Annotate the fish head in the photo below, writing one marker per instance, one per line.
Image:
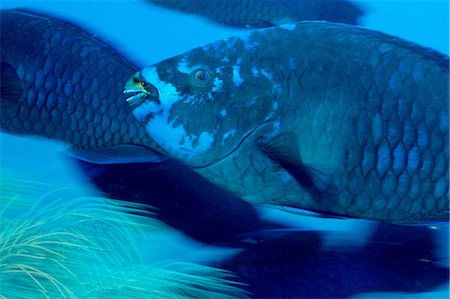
(202, 105)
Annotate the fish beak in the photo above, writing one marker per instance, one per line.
(141, 91)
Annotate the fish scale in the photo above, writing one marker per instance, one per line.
(72, 85)
(366, 126)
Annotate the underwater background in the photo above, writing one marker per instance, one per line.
(145, 34)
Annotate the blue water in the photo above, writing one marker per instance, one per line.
(146, 34)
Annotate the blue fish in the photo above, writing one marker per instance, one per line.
(59, 82)
(318, 116)
(267, 13)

● **Aim of the exercise**
Give back exactly the lines starting at the one with "Annotate the fish scale" and running to the end of the listing. Include both ends.

● **Written solution**
Annotate the fish scale in the photo above, writing one marker per instance, one per line.
(72, 85)
(366, 126)
Annotate the underwater background in the photo above, writing one marker per instance, one per line.
(145, 34)
Annotate the blue water in the photo above, writing one marker per instance, one per line.
(146, 34)
Annotate the blue fish in the photo above, writing one marker per instance, one per line.
(59, 82)
(318, 116)
(267, 13)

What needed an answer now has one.